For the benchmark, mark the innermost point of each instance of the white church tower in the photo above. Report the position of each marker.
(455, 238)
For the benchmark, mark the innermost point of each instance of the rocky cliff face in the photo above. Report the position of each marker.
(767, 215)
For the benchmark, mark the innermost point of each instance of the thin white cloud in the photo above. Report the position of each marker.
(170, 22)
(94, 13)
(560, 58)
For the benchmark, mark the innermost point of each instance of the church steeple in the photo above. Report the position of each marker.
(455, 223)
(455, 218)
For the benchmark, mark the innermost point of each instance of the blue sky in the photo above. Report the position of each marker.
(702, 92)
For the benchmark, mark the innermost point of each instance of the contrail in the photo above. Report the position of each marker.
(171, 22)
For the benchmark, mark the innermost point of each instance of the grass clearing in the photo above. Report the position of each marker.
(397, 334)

- [Your objective]: Return every entry verbatim.

- [Output for this exercise]:
For the benchmark, mark the innermost point of each instance of the white church tower in the photo above. Report the position of each marker.
(455, 238)
For the benchmark, mark the innermost point of each instance of the rocky cliff face in the photo above. Report the position of each marker.
(767, 215)
For the benchmark, mark the innermost point of each instance of the thin white cloud in the photo above. Report the position of each marker.
(170, 22)
(94, 13)
(560, 58)
For the benchmark, mark the innermost point of each instance of the church steeple in the photo above. Report the position of each marker.
(455, 223)
(455, 218)
For the benchmark, mark the innermost point of each instance of the blue sky in the photo above. Report the position of each marker.
(702, 92)
For the benchmark, mark the innermost point of each instance of the contrail in the photo above. Report the position of each marker.
(171, 22)
For the benchmark, mark the innermost point of each instance of the grass clearing in the photo above. Report the position of each marker.
(397, 334)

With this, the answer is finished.